- Given problem a
Copy out, word for word, the entire passage on Canadian courts and international human rights torts.

According to Larocque, it’s not going to be a free-for-all if the plaintiffs win. He adds that a lot will be determined by the top court’s phrasing. If they craft an opening for these new, international, torts, “I expect they will do so cautiously and with clear parameters for the future.”

Even then, there are limitations on what types of international law could be deployed in Canadian common law. Not every UN treaty can be wedged into a tort, Larocque says. To be employed in such a way, a prospective litigant would need to establish that, “the treaty has been fully implemented by Canada through legislation; the treaty contemplates the possibility of civil remedies through the courts; and the treaty applies [to] the specific alleged violation.”

Also, limiting the scope of the Act of State Doctrine and entering those torts into the common law doesn’t necessarily mean a flood of cases are on the way.

“There are legal obstacles, but there are also practical obstacles,” Simons says.

Daniel Baum, a lawyer with Langois in Montreal, says Nevsun v Araya may not be one-of-a-kind — but it’s pretty close. “The facts here are quite specific,” he says. Finding these kind of situations are like “catching lightning in a bottle.”

A blinking radar

Ultimately, what the court says, and how it says it, is going to mean a lot for Canadian-based companies operating abroad.

If the court allows the case to proceed on its merits, virtually every Canadian company carrying on business in states with poor human rights records may have to significantly reassess their liability.

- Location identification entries

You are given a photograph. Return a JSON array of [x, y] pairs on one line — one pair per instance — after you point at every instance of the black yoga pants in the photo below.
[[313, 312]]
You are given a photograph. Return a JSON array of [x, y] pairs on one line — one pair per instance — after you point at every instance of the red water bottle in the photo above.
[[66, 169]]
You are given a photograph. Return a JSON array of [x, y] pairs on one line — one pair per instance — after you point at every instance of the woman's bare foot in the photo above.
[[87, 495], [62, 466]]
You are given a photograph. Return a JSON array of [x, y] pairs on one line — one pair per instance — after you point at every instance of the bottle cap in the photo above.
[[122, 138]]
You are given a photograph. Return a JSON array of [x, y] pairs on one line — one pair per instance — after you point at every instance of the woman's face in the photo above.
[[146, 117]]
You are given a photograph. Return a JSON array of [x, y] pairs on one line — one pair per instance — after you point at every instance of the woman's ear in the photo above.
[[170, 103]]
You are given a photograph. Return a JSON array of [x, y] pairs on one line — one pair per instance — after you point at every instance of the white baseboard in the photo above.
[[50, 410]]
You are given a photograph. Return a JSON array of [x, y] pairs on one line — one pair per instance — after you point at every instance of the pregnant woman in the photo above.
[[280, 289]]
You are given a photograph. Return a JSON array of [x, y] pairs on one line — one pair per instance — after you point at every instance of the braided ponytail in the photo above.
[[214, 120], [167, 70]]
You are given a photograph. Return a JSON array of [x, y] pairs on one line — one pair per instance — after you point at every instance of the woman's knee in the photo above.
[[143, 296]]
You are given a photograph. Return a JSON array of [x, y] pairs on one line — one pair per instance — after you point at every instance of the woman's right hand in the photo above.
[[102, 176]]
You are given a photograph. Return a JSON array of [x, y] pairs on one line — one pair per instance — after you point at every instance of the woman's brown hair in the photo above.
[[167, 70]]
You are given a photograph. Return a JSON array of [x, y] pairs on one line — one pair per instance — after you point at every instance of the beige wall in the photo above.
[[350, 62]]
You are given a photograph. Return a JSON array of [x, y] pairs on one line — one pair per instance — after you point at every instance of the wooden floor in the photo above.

- Given problem b
Revise the rows from the line containing "bottle in the photo above." through the line containing "[[66, 169]]", replacing "red" with "blue". Return only those lines, with everything else left unchanged.

- Exercise solution a
According to Larocque, it’s not going to be a free-for-all if the plaintiffs win. He adds that a lot will be determined by the top court’s phrasing. If they craft an opening for these new, international, torts, “I expect they will do so cautiously and with clear parameters for the future.”

Even then, there are limitations on what types of international law could be deployed in Canadian common law. Not every UN treaty can be wedged into a tort, Larocque says. To be employed in such a way, a prospective litigant would need to establish that, “the treaty has been fully implemented by Canada through legislation; the treaty contemplates the possibility of civil remedies through the courts; and the treaty applies [to] the specific alleged violation.”

Also, limiting the scope of the Act of State Doctrine and entering those torts into the common law doesn’t necessarily mean a flood of cases are on the way.

“There are legal obstacles, but there are also practical obstacles,” Simons says.

Daniel Baum, a lawyer with Langois in Montreal, says Nevsun v Araya may not be one-of-a-kind — but it’s pretty close. “The facts here are quite specific,” he says. Finding these kind of situations are like “catching lightning in a bottle.”

A blinking radar

Ultimately, what the court says, and how it says it, is going to mean a lot for Canadian-based companies operating abroad.

If the court allows the case to proceed on its merits, virtually every Canadian company carrying on business in states with poor human rights records may have to significantly reassess their liability.

- Exercise solution b
You are given a photograph. Return a JSON array of [x, y] pairs on one line — one pair per instance — after you point at every instance of the blue water bottle in the photo above.
[[66, 169]]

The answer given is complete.